Entries from a point annotation set:
★ ★ ★ ★ ★

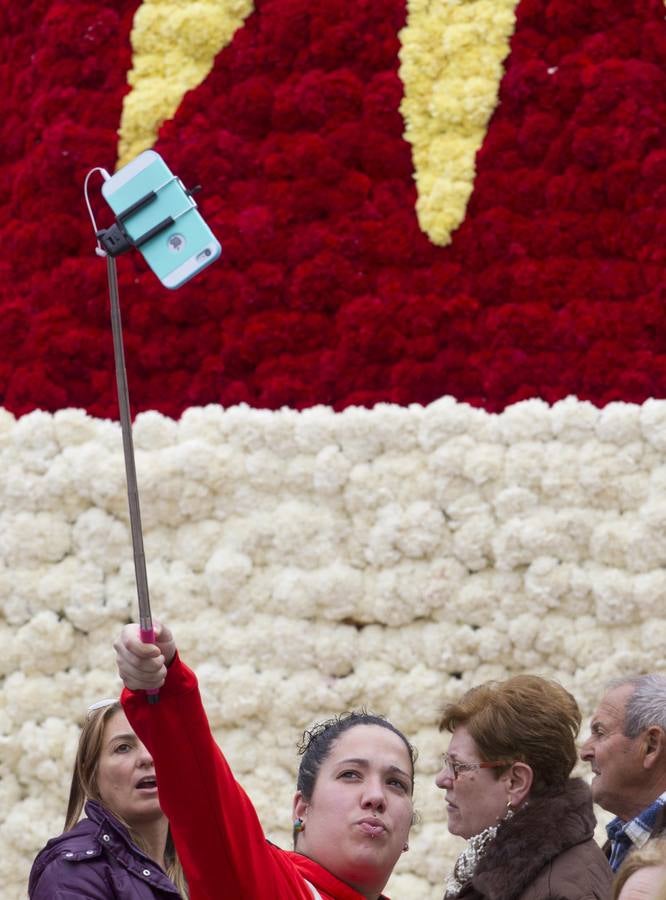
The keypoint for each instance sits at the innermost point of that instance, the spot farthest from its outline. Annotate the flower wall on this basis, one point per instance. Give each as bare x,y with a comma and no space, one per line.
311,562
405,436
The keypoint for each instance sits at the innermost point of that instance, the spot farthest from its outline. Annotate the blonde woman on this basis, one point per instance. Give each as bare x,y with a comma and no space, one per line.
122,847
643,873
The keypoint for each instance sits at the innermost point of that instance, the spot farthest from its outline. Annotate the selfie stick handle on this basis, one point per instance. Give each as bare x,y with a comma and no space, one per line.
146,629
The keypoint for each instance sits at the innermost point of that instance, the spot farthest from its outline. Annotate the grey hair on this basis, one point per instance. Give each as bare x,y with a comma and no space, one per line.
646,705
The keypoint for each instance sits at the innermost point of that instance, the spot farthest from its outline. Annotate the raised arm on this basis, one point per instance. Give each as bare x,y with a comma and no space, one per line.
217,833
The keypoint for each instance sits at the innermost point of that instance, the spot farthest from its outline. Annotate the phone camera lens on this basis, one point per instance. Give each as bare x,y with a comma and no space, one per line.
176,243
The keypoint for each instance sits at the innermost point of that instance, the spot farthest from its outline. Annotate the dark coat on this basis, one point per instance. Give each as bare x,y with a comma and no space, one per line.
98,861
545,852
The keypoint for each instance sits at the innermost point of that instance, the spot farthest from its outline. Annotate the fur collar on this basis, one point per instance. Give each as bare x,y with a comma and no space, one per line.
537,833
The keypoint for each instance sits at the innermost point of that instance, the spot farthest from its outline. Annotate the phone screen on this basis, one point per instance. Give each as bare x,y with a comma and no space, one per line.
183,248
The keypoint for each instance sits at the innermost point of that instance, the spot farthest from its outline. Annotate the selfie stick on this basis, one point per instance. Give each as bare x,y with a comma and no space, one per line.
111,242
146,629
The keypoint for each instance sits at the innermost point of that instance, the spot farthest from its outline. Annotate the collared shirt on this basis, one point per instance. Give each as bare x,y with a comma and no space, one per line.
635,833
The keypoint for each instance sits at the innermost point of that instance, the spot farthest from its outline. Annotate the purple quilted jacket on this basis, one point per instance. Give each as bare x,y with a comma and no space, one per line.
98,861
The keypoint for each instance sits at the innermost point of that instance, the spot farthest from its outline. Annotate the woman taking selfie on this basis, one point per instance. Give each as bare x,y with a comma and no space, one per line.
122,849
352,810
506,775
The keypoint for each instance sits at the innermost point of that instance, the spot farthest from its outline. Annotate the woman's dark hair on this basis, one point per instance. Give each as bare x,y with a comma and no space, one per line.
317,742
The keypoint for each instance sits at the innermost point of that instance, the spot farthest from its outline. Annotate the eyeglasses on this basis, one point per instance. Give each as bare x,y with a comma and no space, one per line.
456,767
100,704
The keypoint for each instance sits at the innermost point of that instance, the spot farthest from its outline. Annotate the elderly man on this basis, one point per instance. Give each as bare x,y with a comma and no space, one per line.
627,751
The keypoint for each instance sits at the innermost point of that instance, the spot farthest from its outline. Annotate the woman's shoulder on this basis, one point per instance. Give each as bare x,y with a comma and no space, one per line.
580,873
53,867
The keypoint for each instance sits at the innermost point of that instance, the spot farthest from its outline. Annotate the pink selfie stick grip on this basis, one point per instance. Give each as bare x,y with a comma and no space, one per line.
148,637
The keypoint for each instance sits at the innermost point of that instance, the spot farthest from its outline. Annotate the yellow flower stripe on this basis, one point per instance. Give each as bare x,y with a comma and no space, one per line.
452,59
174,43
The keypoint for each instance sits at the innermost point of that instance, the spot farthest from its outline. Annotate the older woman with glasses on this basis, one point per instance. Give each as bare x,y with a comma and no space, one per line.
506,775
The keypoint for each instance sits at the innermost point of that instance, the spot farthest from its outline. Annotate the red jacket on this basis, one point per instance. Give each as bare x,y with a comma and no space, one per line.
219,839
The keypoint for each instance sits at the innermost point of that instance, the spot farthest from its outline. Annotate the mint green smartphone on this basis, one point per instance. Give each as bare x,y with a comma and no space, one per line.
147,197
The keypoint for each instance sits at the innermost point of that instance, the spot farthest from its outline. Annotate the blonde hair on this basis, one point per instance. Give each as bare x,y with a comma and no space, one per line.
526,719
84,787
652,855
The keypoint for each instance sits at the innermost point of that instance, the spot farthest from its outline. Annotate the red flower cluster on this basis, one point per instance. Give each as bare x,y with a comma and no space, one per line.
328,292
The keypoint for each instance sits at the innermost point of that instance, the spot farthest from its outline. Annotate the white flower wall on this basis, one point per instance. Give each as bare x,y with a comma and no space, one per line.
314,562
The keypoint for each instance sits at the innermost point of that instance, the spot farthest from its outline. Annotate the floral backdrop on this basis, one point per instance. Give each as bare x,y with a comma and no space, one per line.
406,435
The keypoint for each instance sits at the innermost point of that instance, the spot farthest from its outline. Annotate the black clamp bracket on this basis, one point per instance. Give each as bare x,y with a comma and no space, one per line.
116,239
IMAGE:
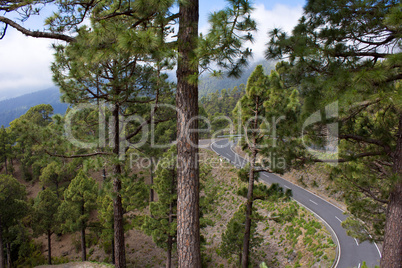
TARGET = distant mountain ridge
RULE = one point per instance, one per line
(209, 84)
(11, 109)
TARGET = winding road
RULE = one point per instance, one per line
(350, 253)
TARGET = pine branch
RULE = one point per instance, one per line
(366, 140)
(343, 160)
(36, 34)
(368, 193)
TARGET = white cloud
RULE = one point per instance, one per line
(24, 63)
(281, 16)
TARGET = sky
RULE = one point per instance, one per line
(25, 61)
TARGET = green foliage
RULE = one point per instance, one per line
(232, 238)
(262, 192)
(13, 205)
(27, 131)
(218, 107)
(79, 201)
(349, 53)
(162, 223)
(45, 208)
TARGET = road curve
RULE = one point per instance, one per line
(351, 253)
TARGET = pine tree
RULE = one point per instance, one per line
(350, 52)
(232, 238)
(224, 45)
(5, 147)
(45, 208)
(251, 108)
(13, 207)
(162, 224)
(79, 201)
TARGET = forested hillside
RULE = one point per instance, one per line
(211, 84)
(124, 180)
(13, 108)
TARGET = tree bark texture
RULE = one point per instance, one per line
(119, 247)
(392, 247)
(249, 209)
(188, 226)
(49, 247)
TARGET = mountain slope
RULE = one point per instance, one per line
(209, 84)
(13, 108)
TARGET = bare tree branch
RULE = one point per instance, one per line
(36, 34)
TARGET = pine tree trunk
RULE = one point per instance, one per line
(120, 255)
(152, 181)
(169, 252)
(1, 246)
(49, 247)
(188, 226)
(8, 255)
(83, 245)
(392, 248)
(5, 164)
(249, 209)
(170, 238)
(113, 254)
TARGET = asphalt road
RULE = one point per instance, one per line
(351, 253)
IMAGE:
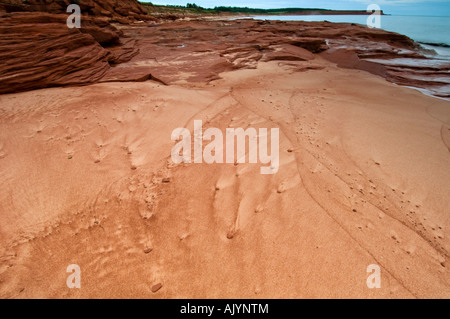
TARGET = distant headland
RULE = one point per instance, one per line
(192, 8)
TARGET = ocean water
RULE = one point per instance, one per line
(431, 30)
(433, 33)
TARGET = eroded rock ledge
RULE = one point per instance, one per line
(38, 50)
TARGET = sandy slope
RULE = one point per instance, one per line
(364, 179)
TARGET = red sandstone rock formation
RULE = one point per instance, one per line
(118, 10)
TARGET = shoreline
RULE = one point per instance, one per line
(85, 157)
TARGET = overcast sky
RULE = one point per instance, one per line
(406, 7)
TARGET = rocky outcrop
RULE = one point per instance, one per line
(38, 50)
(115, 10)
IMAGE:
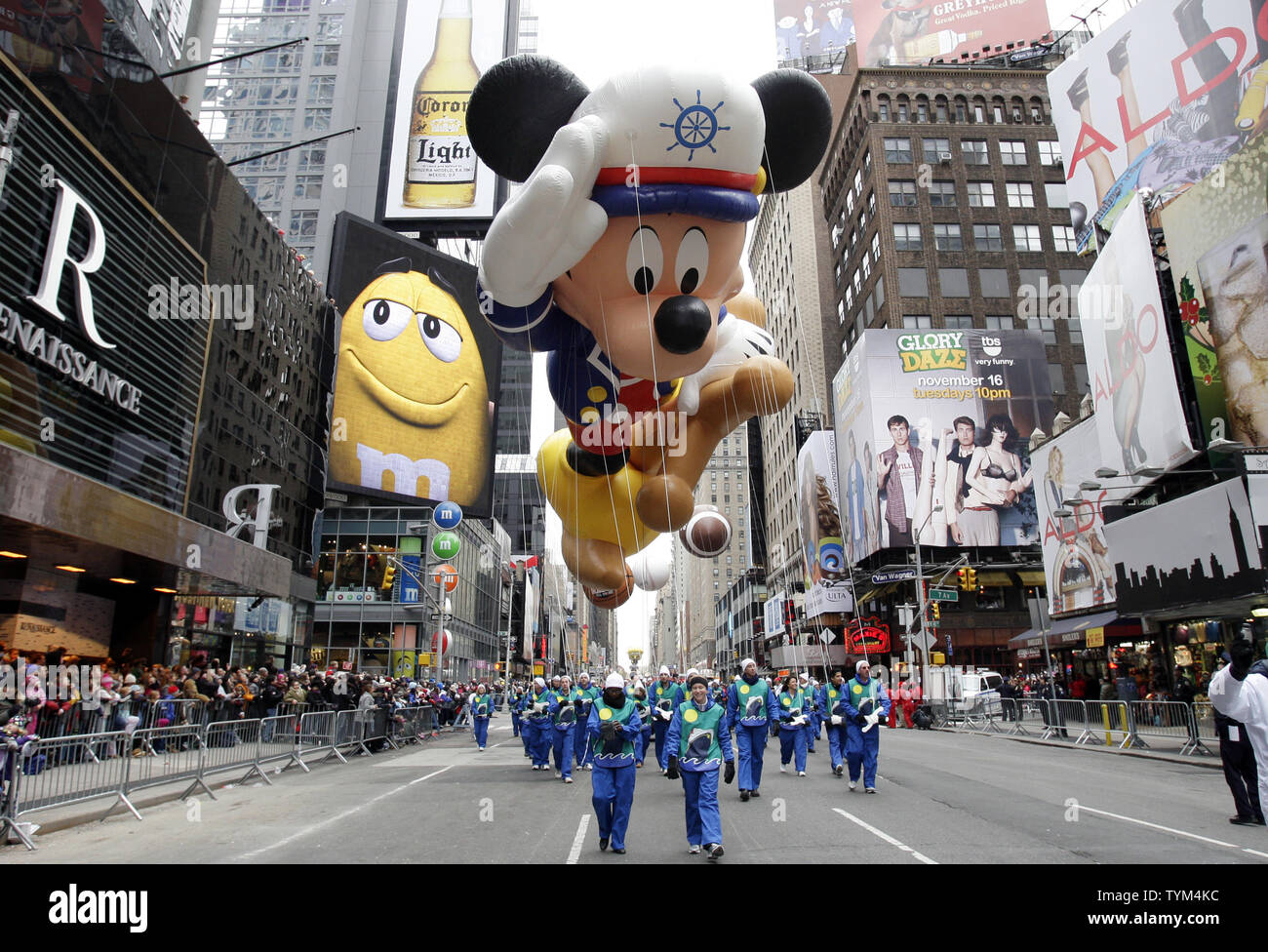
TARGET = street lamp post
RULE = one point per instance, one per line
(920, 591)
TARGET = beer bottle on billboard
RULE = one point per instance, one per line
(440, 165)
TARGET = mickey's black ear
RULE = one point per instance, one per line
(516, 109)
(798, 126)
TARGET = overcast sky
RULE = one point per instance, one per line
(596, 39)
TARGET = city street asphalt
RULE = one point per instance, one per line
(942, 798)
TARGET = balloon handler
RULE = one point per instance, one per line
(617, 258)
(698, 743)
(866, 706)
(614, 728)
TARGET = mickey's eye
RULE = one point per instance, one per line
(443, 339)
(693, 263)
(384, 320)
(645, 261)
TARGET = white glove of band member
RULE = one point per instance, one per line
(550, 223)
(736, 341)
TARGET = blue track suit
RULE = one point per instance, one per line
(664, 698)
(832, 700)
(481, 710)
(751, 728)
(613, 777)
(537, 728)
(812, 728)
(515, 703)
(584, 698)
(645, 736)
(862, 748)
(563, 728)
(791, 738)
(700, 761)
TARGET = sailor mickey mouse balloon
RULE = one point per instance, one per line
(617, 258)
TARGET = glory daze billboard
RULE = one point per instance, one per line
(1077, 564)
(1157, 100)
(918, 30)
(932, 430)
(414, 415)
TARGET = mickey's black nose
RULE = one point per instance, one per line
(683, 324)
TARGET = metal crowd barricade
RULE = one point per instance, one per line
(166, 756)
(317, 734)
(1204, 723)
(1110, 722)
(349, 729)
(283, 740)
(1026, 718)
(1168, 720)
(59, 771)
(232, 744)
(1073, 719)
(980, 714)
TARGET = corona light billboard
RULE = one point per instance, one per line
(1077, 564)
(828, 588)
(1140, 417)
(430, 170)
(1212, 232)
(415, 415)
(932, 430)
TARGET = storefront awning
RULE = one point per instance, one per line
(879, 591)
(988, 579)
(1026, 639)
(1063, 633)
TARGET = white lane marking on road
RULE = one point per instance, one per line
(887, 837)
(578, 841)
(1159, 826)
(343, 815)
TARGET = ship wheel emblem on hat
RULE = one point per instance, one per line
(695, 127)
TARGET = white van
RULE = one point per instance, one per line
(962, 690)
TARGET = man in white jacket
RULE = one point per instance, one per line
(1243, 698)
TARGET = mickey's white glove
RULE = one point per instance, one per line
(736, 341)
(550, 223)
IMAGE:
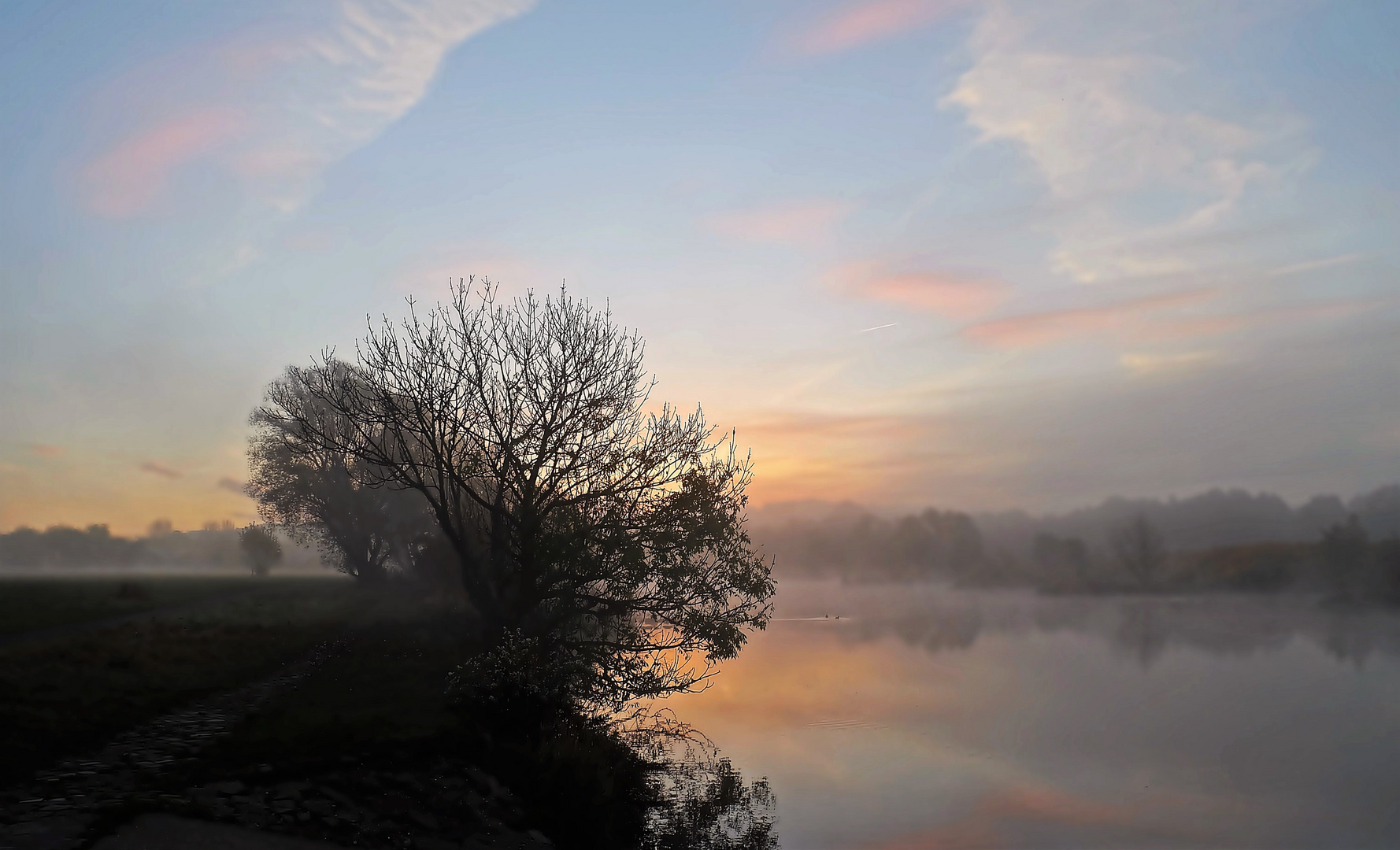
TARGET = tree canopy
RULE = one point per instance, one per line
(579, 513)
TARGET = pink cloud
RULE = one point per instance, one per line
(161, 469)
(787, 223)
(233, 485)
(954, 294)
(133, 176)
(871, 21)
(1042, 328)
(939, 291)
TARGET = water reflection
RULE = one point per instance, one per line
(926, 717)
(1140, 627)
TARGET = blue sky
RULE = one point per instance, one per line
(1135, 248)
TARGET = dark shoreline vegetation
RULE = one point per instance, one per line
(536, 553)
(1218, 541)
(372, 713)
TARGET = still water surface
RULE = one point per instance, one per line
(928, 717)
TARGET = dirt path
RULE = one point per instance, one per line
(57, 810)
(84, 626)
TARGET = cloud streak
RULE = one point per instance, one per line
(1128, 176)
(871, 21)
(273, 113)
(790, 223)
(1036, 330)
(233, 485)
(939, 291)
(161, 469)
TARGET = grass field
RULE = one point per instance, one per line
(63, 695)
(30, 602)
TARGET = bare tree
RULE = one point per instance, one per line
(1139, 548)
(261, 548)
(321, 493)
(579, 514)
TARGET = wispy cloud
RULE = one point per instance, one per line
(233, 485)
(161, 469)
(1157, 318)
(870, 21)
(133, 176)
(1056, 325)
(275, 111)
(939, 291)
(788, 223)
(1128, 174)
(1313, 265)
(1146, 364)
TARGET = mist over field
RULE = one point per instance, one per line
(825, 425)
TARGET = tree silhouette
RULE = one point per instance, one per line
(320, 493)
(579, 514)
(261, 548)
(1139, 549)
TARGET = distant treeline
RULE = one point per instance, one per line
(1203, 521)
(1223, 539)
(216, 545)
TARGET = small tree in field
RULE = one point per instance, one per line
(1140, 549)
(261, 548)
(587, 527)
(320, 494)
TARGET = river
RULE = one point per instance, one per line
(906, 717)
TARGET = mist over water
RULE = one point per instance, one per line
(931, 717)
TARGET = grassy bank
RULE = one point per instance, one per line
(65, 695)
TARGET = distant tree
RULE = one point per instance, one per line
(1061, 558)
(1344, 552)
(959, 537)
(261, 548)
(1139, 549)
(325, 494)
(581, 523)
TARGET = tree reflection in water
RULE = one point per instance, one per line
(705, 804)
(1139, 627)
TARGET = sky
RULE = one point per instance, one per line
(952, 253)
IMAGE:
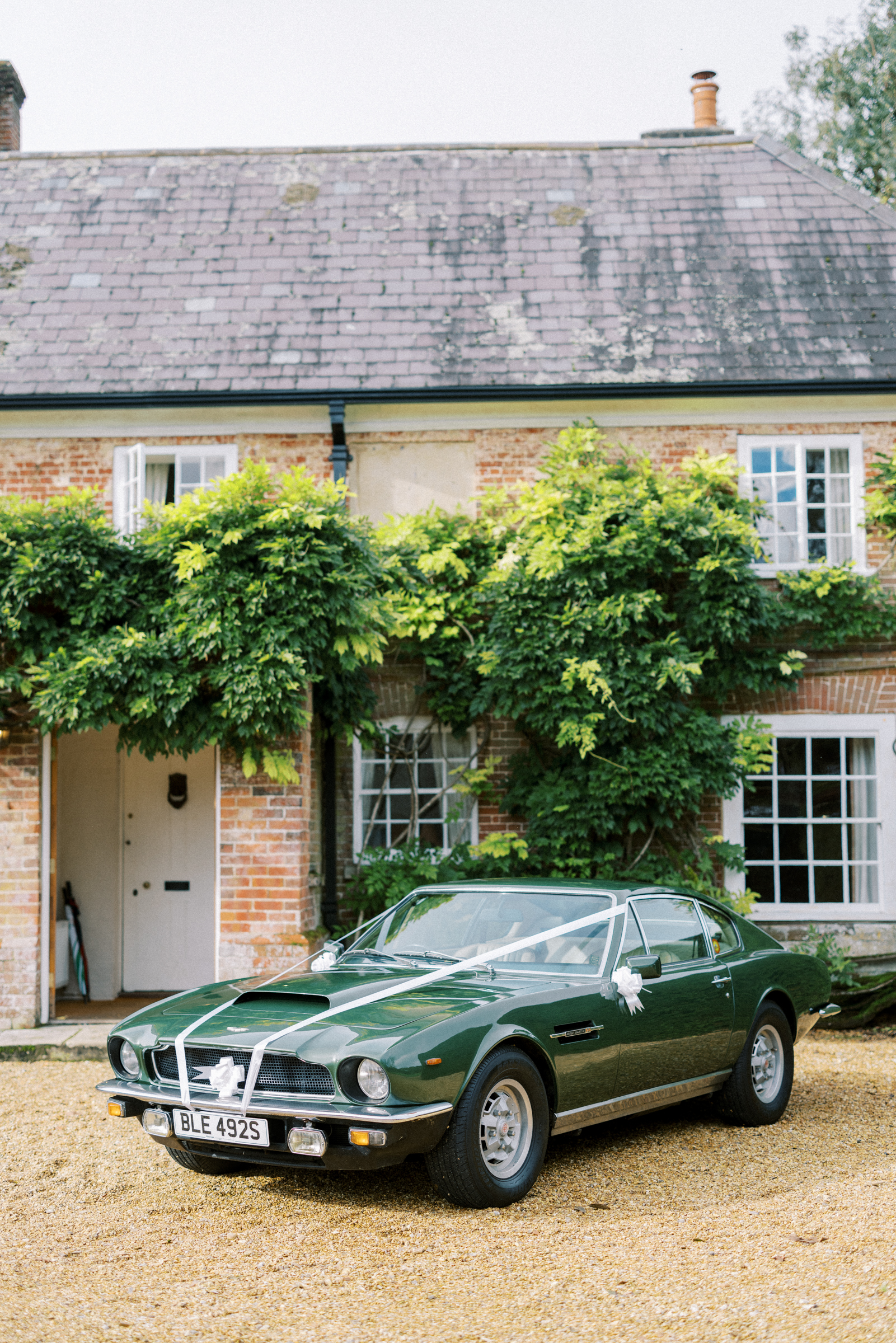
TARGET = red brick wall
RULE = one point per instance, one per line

★ ★ ★ ★ ★

SHORT EXERCISE –
Rewrite the listing from the line containing "TARGET = mist over water" through its last line, changing "grassy bank" to "grassy slope" and leaving all else unchanged. Leave the pictures out of your answer.

RESULT OF THE TASK –
TARGET = mist over water
RULE = one point per instance, one per line
(931, 717)
TARGET = grassy slope
RULE = one point per instance, one per line
(65, 695)
TARGET = distant tree
RULE = one point per instance, one per line
(1061, 558)
(1344, 552)
(959, 537)
(261, 548)
(1139, 549)
(325, 494)
(581, 523)
TARGET = tree reflection in water
RULE = one point per instance, one per line
(705, 804)
(1139, 627)
TARGET = sky
RULE = one point per instance, one per line
(952, 253)
IMAGE:
TARGET = red brick wall
RULE = one point per instance, one per line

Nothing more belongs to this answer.